— Task —
A verbatim copy of the entries is the required answer.

(Collected data)
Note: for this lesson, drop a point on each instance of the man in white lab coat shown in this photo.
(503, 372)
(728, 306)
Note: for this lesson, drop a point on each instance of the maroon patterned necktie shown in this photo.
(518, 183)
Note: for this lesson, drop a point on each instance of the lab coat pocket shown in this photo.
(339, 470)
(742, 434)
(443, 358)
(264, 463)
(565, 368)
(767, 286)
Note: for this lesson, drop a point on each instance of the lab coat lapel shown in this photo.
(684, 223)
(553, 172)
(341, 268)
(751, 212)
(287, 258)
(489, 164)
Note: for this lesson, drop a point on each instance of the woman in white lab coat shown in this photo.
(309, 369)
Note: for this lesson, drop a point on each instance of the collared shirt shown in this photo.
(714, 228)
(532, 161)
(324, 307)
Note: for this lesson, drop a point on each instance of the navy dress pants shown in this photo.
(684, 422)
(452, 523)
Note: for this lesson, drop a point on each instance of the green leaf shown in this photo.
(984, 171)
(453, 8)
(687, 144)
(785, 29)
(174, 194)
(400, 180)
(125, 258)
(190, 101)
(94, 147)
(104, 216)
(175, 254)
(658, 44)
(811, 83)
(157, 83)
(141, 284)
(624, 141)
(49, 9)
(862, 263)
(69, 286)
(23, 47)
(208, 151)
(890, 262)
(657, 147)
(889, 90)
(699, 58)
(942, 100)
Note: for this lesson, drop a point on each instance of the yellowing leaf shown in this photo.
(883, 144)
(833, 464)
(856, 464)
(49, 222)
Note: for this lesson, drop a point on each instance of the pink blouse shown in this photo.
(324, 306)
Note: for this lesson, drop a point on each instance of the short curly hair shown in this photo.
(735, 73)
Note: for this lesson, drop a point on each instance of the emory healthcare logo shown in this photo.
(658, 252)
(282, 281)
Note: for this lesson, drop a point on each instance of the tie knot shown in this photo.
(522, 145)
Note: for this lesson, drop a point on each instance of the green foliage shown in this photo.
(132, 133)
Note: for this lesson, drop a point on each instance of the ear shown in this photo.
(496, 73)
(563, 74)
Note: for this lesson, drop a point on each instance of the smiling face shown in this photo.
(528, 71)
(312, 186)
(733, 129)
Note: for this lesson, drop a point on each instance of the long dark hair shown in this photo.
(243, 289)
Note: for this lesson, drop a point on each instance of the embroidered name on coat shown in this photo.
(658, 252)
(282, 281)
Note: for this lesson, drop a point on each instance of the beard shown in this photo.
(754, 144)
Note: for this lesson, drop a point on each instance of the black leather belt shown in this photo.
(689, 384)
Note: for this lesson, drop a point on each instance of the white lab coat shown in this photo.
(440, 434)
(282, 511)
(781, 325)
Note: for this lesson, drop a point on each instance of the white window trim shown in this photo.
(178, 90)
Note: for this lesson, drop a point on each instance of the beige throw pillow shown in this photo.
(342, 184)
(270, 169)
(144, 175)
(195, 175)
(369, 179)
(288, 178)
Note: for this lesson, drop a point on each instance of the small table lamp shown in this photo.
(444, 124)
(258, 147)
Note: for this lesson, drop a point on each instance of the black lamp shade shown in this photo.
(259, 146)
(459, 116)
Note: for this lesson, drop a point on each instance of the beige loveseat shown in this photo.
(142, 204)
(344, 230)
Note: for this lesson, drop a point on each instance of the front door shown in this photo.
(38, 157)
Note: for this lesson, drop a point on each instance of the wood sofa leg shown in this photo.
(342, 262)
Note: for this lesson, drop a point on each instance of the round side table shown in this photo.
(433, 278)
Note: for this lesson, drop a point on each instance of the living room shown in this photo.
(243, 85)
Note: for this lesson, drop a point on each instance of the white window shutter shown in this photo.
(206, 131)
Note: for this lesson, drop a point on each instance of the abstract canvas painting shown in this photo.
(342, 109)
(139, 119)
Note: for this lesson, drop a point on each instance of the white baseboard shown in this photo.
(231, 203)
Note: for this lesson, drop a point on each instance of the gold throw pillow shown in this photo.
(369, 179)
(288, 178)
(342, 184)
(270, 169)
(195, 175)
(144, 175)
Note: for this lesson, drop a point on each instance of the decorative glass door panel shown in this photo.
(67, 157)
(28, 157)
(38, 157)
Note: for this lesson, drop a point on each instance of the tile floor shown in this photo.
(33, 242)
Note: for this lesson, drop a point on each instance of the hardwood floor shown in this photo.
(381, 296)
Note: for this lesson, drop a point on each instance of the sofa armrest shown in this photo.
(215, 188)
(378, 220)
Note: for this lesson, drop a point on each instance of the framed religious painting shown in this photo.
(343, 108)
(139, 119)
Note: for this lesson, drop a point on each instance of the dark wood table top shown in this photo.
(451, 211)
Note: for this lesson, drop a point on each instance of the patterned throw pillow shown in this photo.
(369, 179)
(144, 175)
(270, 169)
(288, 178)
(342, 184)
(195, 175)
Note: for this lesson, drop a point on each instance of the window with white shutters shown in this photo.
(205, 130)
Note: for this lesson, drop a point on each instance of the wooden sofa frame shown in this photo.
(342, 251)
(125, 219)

— Result for this exercise —
Note: for this lesson, drop a point on each instance of the man in white lab coat shown in this photo.
(503, 372)
(728, 306)
Note: for this lesson, drop a point on each instance of the maroon patterned necktie shown in this photo.
(518, 183)
Note: for this lesson, drop a point on each instance of the lab coat pocket shown in this photo.
(339, 470)
(742, 434)
(443, 358)
(264, 463)
(565, 368)
(767, 286)
Note: for this lesson, drop a point on each instance of the lab coat lapel shown in this photo.
(684, 223)
(553, 172)
(341, 268)
(751, 212)
(287, 258)
(489, 164)
Note: for this lesson, drop a point on each instance of the woman in white lab coat shown in this photo.
(309, 369)
Note: for this lesson, drop a point on each instance of the collared shirt shown in this photo.
(714, 228)
(532, 161)
(324, 307)
Note: for this lesson, drop a point on each instance of the navy dress pants shown in this photo.
(684, 422)
(452, 523)
Note: for this lesson, drop a point on each instance of the green leaf shown in this photo.
(984, 171)
(453, 8)
(687, 144)
(785, 29)
(174, 194)
(400, 180)
(125, 258)
(190, 101)
(94, 147)
(104, 216)
(175, 254)
(658, 44)
(811, 83)
(157, 83)
(141, 284)
(624, 141)
(49, 9)
(862, 263)
(69, 286)
(23, 47)
(208, 151)
(890, 262)
(657, 147)
(889, 90)
(699, 58)
(942, 100)
Note: for this lesson, drop a point on each instance of the yellowing leaf shown in this photo.
(883, 144)
(833, 464)
(856, 464)
(49, 222)
Note: for this lesson, drop a point on each instance of the pink blouse shown in this photo.
(324, 306)
Note: for this lesson, drop a point on each instance of the short curly hair shown in this photo.
(735, 73)
Note: for this lesson, drop a point on each instance of the emory healthcare logo shown in this photo.
(658, 252)
(282, 281)
Note: for this lesson, drop a point on each instance of the tie knot shown in this photo.
(522, 145)
Note: for this lesson, drop a point on each instance of the green foliage shown in this photo.
(132, 133)
Note: for this lesson, drop a point on each instance of the ear shown in this photo.
(496, 73)
(563, 74)
Note: for this lesson, drop a point on each instance of the smiling face shown in this photo.
(528, 71)
(312, 186)
(733, 129)
Note: for this lesson, drop a point on each instance of the long dark hair shown in this photo.
(243, 289)
Note: for this lesson, drop a point on each instance of the embroidered name on coat shown in this photo.
(658, 252)
(282, 281)
Note: for this lesson, drop a point on each instance of the beard shown in this photo.
(754, 144)
Note: for this lesson, drop a point on each instance of the black leather belt shown in this photo.
(689, 384)
Note: for this lesson, drop a point on each instance of the white lab coat shown in this photo.
(440, 434)
(282, 511)
(781, 325)
Note: for this lesson, drop a point on each instance of the white window trim shown in this photo.
(178, 90)
Note: for this lesson, drop a point on each instance of the beige throw pillow shown in this photo.
(342, 184)
(270, 169)
(144, 175)
(195, 175)
(369, 179)
(288, 178)
Note: for this lesson, drop a point on each instance of the small table lamp shown in this photo.
(444, 124)
(258, 147)
Note: for this lesson, drop a point on each instance of the black lamp shade shown in this photo.
(259, 146)
(459, 116)
Note: for this lesson, drop a point on each instance of the beige loveseat shown in this photo.
(142, 204)
(344, 230)
Note: for this lesson, drop a point on each instance of the front door shown in this photo.
(38, 157)
Note: for this lesson, drop a point on each instance of the wood sofa leg shown in this photo.
(342, 262)
Note: for this lesson, drop a point on each instance of the round side table shown in this photo.
(433, 278)
Note: for this lesson, drop a point on each instance of the living room shown in this photo.
(243, 85)
Note: for this lesson, drop a point on each instance of the white window shutter shown in this photo.
(206, 131)
Note: for this lesson, drop a point on each instance of the abstract canvas painting shown in this photo.
(342, 109)
(139, 119)
Note: for this lesson, drop a point on each instance of the white baseboard shown in this photo.
(231, 203)
Note: for this lesson, drop a point on each instance of the gold throw pillow shown in this photo.
(369, 179)
(288, 178)
(342, 184)
(270, 169)
(195, 175)
(144, 175)
Note: for this lesson, drop a point on each instance of the decorative glass door panel shown in this photo.
(67, 157)
(28, 157)
(38, 157)
Note: for this lesson, drop a point on each instance of the tile floor shown in this photo.
(33, 242)
Note: for this lesson, drop a point on each instance of the hardwood floor shown in this photo.
(381, 296)
Note: for this lesson, drop a point on each instance of the sofa armrest shown in this photo.
(215, 188)
(378, 220)
Note: for this lesson, drop a point on each instance of the framed religious painting shown in this photo.
(343, 108)
(139, 119)
Note: for this lesson, drop a point on each instance of the dark wood table top shown in this photo.
(451, 211)
Note: for this lesson, drop a point on each instance of the patterned throw pillow shown in this photo.
(369, 179)
(144, 175)
(270, 169)
(288, 178)
(342, 184)
(195, 175)
Note: for this lesson, drop a point on each instance of the window with white shutters shown in this photo.
(205, 130)
Note: for this lesson, drop a point on each instance of the wooden sofa frame shown in this photo.
(342, 251)
(125, 219)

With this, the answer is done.